*** RECORDS SUPPLIED ***

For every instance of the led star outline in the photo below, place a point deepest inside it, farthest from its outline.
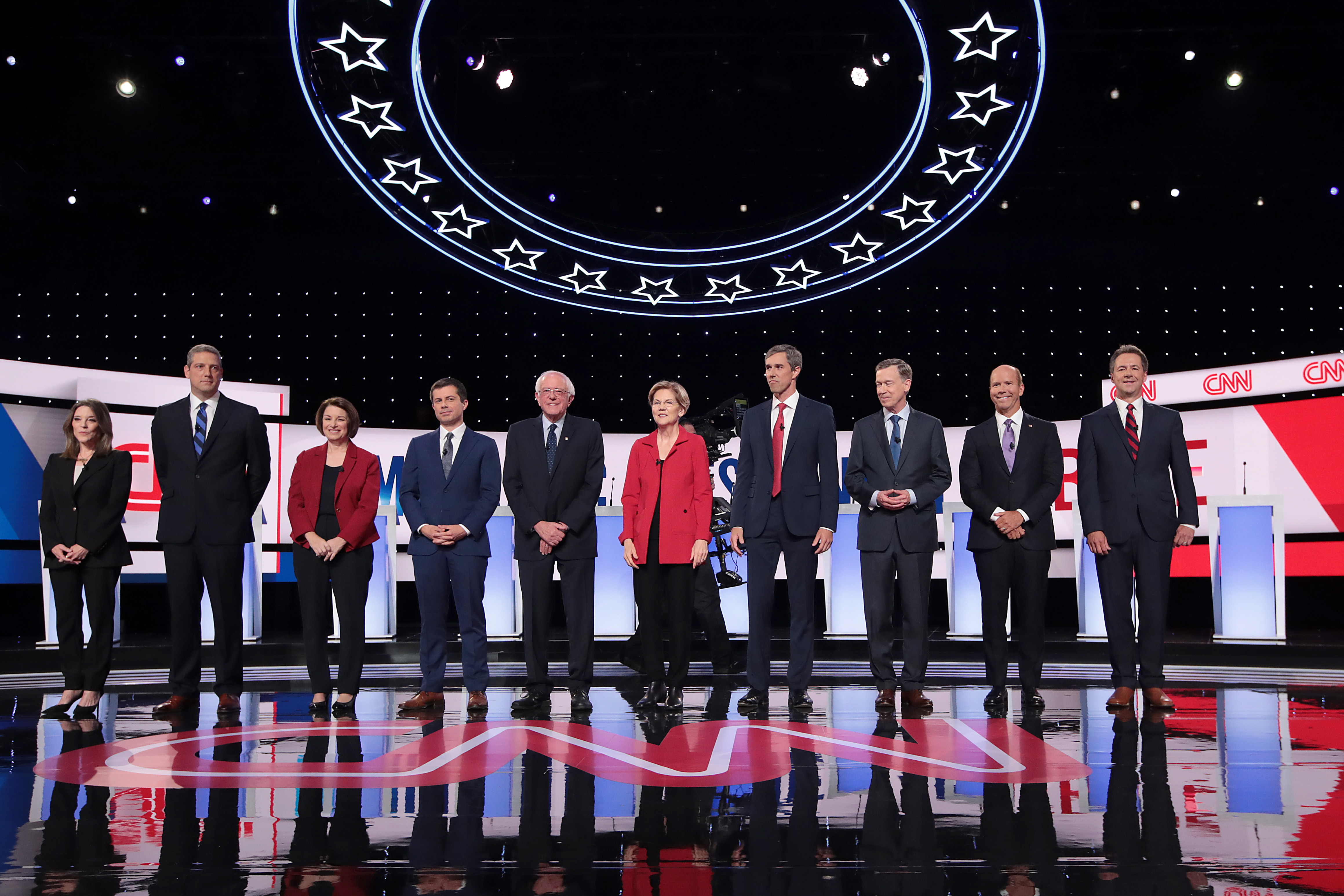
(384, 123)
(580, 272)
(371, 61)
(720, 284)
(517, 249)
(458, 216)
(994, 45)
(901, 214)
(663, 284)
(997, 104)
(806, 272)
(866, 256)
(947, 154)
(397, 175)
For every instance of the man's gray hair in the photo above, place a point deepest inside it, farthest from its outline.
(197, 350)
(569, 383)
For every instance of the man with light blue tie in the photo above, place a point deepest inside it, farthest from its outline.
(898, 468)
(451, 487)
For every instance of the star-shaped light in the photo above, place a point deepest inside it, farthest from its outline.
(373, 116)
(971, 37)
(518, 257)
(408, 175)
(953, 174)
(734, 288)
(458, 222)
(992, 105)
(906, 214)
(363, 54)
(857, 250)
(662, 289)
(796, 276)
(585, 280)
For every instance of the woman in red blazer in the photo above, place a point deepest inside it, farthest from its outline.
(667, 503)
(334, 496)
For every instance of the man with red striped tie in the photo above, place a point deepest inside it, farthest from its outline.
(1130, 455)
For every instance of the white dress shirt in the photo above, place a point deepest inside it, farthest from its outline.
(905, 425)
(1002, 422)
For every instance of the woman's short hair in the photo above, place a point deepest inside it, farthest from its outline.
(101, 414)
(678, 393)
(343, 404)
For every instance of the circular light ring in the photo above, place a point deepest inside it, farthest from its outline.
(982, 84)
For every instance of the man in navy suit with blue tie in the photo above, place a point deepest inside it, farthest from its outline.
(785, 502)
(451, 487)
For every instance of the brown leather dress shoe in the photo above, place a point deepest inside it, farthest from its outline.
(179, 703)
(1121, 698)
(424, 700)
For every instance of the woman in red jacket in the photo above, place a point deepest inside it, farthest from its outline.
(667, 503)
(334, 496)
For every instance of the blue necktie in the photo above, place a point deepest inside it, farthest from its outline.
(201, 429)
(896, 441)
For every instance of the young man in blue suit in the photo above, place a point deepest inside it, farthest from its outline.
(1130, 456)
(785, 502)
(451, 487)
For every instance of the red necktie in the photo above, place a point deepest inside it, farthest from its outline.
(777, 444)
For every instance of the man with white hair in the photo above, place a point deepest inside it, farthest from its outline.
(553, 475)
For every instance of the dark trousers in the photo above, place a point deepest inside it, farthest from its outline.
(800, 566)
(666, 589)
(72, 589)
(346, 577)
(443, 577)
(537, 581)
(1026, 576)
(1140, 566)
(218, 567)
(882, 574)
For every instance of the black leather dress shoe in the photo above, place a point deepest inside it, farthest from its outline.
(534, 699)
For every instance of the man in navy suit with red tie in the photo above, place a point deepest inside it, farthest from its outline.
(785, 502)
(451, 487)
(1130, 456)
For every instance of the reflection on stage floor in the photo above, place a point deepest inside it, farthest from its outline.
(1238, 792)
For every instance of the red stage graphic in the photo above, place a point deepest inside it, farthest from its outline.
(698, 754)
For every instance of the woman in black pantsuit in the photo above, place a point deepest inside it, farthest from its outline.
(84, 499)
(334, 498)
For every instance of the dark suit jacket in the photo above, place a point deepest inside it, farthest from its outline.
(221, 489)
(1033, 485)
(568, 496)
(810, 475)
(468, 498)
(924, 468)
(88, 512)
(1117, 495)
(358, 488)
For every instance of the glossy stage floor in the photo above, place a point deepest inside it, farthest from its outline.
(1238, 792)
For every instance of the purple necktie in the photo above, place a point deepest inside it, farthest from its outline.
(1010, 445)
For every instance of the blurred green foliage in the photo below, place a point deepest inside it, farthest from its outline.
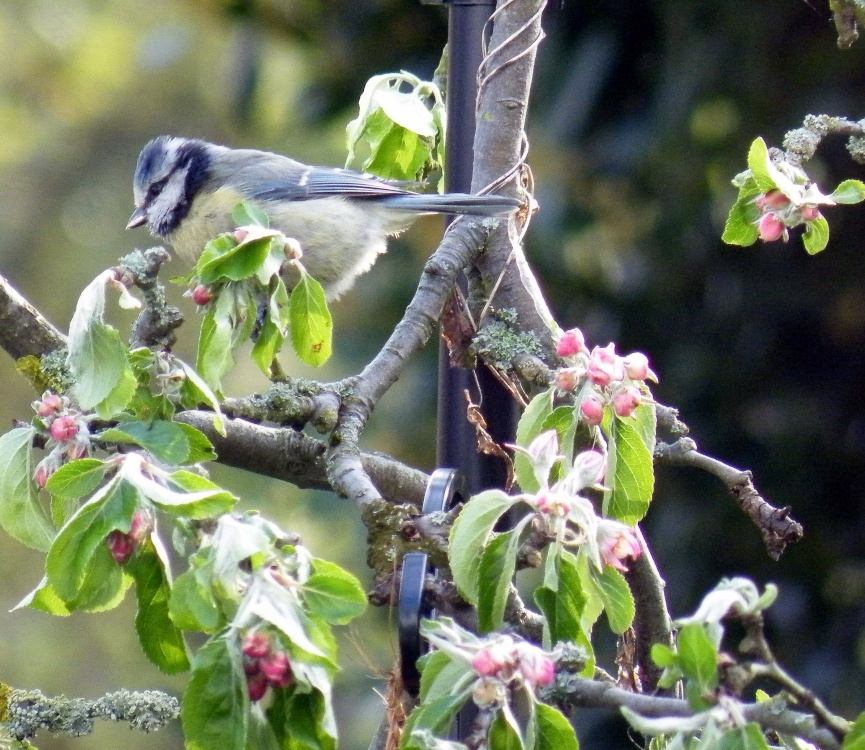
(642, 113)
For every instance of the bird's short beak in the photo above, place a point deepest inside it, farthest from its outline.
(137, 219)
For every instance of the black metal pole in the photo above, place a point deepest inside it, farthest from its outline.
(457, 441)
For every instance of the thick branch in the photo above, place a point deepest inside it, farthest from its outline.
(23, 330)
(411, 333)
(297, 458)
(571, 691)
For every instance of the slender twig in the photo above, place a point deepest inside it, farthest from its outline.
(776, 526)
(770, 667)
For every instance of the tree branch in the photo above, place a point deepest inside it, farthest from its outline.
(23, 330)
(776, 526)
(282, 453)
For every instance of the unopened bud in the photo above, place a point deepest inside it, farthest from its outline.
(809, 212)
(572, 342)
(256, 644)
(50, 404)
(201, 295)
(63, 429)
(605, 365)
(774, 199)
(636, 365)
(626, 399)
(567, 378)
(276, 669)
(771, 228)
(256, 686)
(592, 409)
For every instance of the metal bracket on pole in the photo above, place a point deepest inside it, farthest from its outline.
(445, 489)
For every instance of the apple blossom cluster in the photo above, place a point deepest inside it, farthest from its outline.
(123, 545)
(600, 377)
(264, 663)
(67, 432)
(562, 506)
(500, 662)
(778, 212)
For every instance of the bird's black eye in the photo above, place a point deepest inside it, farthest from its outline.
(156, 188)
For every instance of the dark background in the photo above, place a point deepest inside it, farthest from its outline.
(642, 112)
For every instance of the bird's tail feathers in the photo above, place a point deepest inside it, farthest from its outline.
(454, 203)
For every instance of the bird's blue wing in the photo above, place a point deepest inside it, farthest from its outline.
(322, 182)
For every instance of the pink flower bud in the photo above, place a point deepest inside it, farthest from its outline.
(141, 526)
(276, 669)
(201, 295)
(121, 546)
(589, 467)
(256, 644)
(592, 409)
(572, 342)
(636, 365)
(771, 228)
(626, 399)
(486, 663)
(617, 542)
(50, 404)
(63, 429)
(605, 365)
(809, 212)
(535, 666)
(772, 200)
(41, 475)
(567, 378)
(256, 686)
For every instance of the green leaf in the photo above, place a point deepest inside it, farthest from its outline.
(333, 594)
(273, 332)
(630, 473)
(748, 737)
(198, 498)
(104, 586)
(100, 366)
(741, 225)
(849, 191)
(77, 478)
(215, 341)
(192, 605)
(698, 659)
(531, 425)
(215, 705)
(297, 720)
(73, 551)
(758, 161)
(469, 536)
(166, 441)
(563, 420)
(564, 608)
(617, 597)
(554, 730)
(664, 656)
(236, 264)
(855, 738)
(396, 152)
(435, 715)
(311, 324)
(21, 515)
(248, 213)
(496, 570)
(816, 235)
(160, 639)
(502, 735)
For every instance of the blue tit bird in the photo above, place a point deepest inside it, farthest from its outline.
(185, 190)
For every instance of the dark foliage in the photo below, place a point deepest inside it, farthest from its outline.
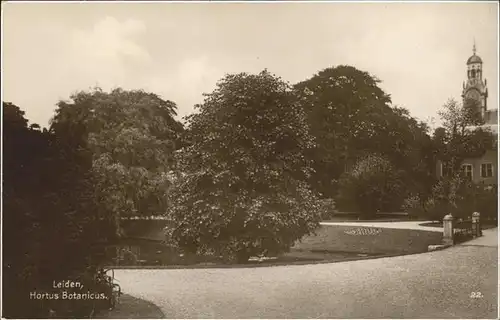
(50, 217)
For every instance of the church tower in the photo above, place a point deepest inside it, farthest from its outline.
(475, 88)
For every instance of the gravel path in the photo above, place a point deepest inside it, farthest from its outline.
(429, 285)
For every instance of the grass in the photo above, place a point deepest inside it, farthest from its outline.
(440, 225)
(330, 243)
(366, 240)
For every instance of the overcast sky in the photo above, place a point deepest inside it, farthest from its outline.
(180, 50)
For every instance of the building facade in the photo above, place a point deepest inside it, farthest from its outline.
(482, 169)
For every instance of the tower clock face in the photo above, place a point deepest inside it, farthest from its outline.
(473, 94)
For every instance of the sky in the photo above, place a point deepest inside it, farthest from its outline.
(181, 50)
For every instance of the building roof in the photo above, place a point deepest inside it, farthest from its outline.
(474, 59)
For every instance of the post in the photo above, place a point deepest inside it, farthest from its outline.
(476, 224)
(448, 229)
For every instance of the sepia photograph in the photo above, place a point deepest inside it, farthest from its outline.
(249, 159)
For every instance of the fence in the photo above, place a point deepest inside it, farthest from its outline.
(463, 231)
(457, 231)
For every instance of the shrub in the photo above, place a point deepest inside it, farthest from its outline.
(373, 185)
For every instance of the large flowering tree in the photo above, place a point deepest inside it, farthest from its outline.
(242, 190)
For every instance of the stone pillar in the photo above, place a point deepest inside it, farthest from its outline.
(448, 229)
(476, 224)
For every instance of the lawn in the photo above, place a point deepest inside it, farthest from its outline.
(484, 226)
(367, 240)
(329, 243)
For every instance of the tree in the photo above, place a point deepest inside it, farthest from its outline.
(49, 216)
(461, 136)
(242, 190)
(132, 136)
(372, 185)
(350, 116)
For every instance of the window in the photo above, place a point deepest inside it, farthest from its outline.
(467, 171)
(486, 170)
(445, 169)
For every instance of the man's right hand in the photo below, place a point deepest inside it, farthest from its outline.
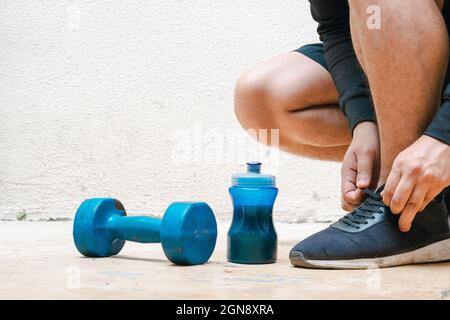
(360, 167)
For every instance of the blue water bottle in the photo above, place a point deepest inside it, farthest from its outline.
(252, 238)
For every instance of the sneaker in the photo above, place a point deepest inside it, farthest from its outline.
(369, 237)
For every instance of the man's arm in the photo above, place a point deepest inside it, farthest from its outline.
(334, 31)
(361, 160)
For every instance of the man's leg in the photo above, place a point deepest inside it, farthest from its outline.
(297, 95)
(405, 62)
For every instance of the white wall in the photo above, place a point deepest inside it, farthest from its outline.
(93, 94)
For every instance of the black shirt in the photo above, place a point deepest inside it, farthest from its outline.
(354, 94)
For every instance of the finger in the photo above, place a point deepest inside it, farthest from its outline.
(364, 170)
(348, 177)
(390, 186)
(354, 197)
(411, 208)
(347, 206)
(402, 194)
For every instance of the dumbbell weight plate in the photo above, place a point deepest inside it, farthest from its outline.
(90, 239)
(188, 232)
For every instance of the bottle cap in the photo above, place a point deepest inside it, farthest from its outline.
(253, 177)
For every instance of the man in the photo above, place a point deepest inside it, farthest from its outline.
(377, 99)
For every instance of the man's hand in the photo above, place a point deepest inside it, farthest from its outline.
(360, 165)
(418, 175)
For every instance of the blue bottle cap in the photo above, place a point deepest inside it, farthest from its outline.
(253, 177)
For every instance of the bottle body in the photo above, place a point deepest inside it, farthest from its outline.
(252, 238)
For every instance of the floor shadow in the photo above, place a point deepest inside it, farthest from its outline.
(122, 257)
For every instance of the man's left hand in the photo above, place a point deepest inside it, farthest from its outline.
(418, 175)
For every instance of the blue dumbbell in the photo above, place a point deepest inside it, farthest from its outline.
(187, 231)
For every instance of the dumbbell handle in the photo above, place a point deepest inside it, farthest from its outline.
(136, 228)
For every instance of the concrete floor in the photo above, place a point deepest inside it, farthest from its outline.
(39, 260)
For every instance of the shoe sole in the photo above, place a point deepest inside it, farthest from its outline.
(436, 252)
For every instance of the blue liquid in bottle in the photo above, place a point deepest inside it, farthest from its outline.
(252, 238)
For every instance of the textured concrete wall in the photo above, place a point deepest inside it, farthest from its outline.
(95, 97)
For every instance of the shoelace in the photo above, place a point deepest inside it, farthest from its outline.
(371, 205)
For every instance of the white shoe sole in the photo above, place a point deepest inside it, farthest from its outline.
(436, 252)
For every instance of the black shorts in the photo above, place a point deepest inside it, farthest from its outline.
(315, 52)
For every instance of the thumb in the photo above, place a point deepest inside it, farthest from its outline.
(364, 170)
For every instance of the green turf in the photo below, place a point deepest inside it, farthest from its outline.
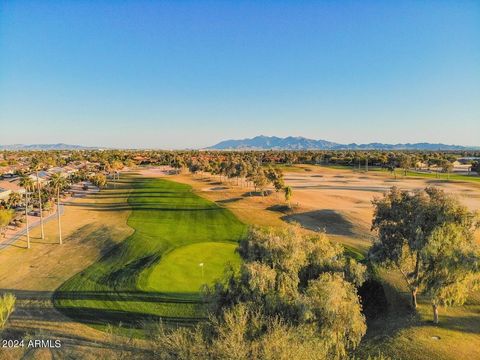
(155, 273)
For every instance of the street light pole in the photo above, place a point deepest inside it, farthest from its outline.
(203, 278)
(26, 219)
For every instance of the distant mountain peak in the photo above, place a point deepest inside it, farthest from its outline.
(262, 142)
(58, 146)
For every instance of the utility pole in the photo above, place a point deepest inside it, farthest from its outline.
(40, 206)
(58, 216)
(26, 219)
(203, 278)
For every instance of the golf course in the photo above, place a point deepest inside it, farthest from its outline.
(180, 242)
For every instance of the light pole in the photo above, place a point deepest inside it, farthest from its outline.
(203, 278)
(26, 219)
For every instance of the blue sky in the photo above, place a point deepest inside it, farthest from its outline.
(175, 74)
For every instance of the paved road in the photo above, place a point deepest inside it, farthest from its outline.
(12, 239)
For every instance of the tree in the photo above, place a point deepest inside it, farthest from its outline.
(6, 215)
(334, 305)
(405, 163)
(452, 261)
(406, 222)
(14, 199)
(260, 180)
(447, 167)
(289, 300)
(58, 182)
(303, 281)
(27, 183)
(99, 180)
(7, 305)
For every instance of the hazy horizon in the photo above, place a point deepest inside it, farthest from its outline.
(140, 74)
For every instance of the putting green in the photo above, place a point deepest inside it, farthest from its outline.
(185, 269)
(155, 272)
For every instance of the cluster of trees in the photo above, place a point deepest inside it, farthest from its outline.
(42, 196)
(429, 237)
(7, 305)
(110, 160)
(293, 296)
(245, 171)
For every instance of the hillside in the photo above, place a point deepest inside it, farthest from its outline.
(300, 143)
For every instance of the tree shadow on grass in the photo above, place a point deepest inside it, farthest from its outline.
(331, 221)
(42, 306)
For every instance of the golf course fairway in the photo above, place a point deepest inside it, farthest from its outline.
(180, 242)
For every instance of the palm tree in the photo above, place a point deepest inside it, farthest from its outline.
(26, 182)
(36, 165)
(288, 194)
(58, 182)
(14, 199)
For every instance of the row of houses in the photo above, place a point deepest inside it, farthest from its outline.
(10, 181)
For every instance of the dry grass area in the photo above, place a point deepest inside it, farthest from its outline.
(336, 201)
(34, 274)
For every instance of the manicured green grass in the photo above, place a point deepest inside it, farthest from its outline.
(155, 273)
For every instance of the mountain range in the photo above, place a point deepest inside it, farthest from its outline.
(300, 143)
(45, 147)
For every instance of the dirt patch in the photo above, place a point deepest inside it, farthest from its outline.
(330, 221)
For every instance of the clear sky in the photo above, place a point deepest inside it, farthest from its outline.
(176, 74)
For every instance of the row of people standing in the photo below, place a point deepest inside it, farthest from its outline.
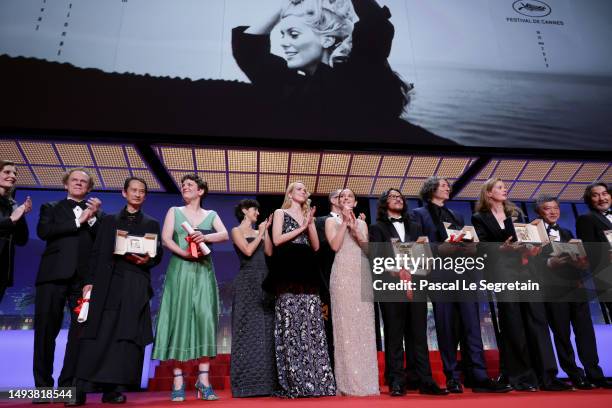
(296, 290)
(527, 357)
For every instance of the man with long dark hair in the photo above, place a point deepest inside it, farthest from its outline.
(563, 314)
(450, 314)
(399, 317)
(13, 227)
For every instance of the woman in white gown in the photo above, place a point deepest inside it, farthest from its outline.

***

# EXERCISE DETAILS
The line that contains "For every instance of the clear" begins the part to retype, and the last line of the records above ends it. Retype both and everything between, exactly, without the pictures.

# EXERCISE OUTPUT
For every instance of the clear sky in the photo above, place a point deepest inside it, farthest from its outline.
(176, 74)
For every instance of the row of people standing in the photo below, place a point deepest inside it, farthest from its outline.
(296, 290)
(527, 357)
For every instance of the man with long dark hair in the photo above, place a point deepest inside it, farthest from its outline.
(563, 314)
(450, 314)
(399, 317)
(13, 227)
For every instance of the woman in white gown in the photo above, place a point deepest inside it, farthest from its outline.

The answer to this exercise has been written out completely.